Auch wenn Feministinnen nur selten explizit zwischen diesen drei Gleichheitsaspekten differenzieren, prägt eine entsprechende oder ähnliche Unterscheidung ihre Argumentationen doch immer dann, wenn sie auf das Ungenügen gleicher Rechte zur Erreichung politischer Gleichstellung verweisen (z.B. Fraser 2001). Dass die formale Anerkennung von Frauen als vollwertige Mitglieder demokratischer Gemeinschaften bislang nicht ausgereicht hat, um ihnen gleiche Lebenschancen und politische Teilhabe wie den männlichen Bürgern zu sichern, ist dabei unumstritten. Noch immer haben auch politische Institutionen nach Ansicht der überwiegenden Mehrzahl der Feministinnen ein Geschlecht und tragen zur (Re-)Produktion geschlechtsspezifischer Rollen und Verhaltensmuster bei (Sauer 2001: 52; vgl. auch Holland-Cunz 1999: 128f.). In dieser Situation liegt nicht nur ein zentrales Gerechtigkeitsdefizit moderner Gesellschaften begründet (Young 1990), sie stellt angesichts der Integrationsprobleme moderner Gesellschaften auch zunehmend ein funktionales Problem dar.

So viel Einigkeit unter Feministinnen über diese Annahmen und Beobachtungen besteht, so unterschiedlich sind die theoretischen Konsequenzen, die sie daraus ziehen. Während die so genannten „gleichheitsorientierten“ Wissenschaftlerinnen davon überzeugt sind, dass Geschlechtsunterschiede in der gesellschaftlichen Praxis letztendlich keine Rolle spielen und lediglich temporäre Förderungsmaßnahmen für Frauen ergriffen werden müssten, fordern „Differenztheoretikerinnen“ die dauerhafte und institutionalisierte Berücksichtigung der Verschiedenheit von Männern und Frauen im demokratischen politischen Prozess (vgl. Fraser 2001: 67; Holland-Cunz 1999: 123f.; Kreisky 2004). Beide Perspektiven sollen im Folgenden beispielhaft anhand der gleichheitskritischen Arbeiten von Anne Phillips und Iris Marion Young beleuchtet werden.

Ungleich­heit aufgrund fehlender Rollen­muster – die gleich­heits­the­o­re­ti­sche Position

Mit ihrem Plädoyer für „faire Repräsentation“ machte die britische Politikwissenschaftlerin Anne Phillips in den 1980er Jahren auf Gerechtigkeitsprobleme in den westlichen Demokratien aufmerksam. Phillips kritisierte vor allem die mangelnde Inklusivität des demokratischen Prozesses in westlichen Gesellschaften als ein gleichheitstheoretisches Problem. Nicht nur die Interessen von Frauen kämen in der politischen Entscheidungsfindung nicht angemessen zum Ausdruck, sondern auch Minderheitspositionen fänden häufig zu wenig politische Beachtung. Dieser de facto Ausschluss von Teilen der Bürgerinnen und Bürger bzw. ihrer Interessen sei nicht die Konsequenz rechtlicher Exklusionen, sondern resultiere aus gewohnheitsmäßigen Denk- und Diskussionsmustern und der ungleichen Repräsentation verschiedener Bevölkerungsgruppen in den Entscheidungsgremien. Gleichheit bzw. Ungleichheit sind hier also das Resultat von gleicher bzw. ungleicher Sichtbarkeit im und Einflussnahme auf den politischen Prozess.

○ ○ ○

# [Schriftliche Aufgabe 1]
Schreiben Sie bitte die nachstehende Auflistung vollständig und zeichengenau ab.
Der Textauszug und die Auflistung stammen aus unterschiedlichen Quellen.

○ ○ ○

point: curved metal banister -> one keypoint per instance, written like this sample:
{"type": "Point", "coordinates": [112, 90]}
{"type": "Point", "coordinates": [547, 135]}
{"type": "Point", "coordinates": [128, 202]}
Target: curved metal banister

○ ○ ○

# [Schriftliche Aufgabe 2]
Wer machte laut dem Textauszug über feministische Gleichheitstheorien in den 1980er Jahren mit einem Plädoyer für „faire Repräsentation“ auf Gerechtigkeitsprobleme in westlichen Demokratien aufmerksam?

# [Lösung 1]
point: curved metal banister -> one keypoint per instance, written like this sample:
{"type": "Point", "coordinates": [112, 90]}
{"type": "Point", "coordinates": [547, 135]}
{"type": "Point", "coordinates": [128, 202]}
Target: curved metal banister

# [Lösung 2]
Die britische Politikwissenschaftlerin Anne Phillips.